Task description >> Copy word for word the part of the dual-cyclone patent text below that runs between "US 6758343 B1" and "selectively, axially-positionable member.", inclusive.

US 6758343 B1
The main technical problem with Dual Cyclones with Water Injection used as classifiers in grinding circuits is that they do not allow for control and regulation of the input velocity ratio between the first and second cyclone as well as the high pressure required at the intake of the first cyclone to achieve a sound operation of the second cyclone. The disclosed invention solves the technical problem by making the feeding and discharge of both cyclones' overflows form a volute in the horizontal plane with the body of the respective cyclone and by placing, between its bottom and the expansion zone, a selectively, axially-positionable member.

Entries shown >>
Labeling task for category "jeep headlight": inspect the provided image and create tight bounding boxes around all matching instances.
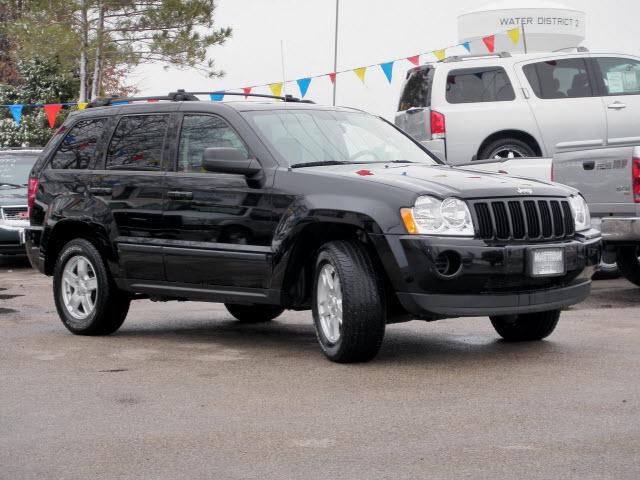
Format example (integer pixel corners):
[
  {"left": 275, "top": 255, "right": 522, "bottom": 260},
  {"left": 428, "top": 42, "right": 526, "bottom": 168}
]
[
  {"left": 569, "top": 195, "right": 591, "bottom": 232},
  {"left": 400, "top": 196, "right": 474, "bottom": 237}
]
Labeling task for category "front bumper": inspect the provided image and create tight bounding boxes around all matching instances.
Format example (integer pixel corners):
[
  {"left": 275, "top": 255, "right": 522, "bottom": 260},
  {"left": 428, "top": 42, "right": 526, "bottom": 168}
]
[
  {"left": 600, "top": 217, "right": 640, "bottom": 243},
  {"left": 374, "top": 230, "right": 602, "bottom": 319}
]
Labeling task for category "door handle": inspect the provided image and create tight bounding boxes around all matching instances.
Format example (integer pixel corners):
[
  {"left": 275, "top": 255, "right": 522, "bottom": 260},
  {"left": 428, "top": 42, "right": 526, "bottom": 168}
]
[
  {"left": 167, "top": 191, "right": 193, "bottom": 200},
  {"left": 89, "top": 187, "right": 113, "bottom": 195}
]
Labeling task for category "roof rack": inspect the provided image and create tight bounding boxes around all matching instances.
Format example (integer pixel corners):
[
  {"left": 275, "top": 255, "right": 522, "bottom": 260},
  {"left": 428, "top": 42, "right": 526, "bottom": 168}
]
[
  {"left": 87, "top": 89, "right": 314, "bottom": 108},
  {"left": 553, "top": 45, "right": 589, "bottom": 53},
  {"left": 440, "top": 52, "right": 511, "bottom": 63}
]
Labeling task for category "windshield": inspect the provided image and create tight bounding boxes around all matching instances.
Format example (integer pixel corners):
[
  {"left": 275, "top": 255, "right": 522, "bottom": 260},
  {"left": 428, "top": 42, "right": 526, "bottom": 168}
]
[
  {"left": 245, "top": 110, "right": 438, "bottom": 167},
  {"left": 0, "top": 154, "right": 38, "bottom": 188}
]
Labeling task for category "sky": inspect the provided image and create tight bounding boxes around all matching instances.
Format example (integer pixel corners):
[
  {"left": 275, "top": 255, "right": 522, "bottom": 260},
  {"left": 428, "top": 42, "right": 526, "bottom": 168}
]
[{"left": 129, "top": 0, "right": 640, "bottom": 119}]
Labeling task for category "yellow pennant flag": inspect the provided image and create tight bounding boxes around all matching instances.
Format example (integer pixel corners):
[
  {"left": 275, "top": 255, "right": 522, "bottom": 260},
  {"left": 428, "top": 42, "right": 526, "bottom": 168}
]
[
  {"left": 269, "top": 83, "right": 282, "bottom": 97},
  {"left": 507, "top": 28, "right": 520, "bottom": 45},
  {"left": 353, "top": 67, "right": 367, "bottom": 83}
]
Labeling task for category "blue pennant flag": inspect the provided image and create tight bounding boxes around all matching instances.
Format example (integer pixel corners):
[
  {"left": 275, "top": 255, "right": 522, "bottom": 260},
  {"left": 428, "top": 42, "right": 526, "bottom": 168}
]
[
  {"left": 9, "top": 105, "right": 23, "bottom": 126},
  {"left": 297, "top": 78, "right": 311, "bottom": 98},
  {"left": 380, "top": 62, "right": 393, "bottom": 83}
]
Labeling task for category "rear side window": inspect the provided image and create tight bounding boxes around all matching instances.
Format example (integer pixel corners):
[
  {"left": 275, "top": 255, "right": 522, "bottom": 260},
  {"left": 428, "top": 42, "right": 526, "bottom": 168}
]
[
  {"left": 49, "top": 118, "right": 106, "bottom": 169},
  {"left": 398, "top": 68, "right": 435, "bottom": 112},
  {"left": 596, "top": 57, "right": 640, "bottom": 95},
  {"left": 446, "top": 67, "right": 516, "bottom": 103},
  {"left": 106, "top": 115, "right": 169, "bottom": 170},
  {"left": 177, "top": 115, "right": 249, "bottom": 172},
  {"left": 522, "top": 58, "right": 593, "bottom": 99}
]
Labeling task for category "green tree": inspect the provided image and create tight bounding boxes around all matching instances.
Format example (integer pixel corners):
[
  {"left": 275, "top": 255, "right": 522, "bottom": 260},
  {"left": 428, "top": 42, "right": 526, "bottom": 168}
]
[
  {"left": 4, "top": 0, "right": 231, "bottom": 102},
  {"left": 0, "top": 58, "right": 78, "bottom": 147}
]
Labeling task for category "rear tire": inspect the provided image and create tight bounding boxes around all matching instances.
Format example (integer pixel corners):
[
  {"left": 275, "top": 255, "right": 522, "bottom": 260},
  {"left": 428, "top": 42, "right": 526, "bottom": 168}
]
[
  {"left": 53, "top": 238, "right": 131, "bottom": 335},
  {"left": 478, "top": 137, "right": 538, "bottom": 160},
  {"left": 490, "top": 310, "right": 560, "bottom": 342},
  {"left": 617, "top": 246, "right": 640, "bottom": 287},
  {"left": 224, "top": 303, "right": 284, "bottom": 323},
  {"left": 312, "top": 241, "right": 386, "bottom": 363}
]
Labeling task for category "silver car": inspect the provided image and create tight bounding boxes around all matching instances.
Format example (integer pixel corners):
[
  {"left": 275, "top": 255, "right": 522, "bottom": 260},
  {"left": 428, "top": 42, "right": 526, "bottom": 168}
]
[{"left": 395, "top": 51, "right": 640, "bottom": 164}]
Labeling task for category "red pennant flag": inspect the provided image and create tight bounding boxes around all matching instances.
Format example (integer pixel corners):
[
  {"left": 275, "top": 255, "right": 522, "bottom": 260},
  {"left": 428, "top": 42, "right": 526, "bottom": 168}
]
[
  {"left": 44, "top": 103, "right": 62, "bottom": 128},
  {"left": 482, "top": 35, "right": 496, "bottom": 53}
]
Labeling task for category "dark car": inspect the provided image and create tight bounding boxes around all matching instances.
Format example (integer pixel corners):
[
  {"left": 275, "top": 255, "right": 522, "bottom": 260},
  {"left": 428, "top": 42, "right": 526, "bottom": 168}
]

Answer to this task >>
US 6758343 B1
The main technical problem with Dual Cyclones with Water Injection used as classifiers in grinding circuits is that they do not allow for control and regulation of the input velocity ratio between the first and second cyclone as well as the high pressure required at the intake of the first cyclone to achieve a sound operation of the second cyclone. The disclosed invention solves the technical problem by making the feeding and discharge of both cyclones' overflows form a volute in the horizontal plane with the body of the respective cyclone and by placing, between its bottom and the expansion zone, a selectively, axially-positionable member.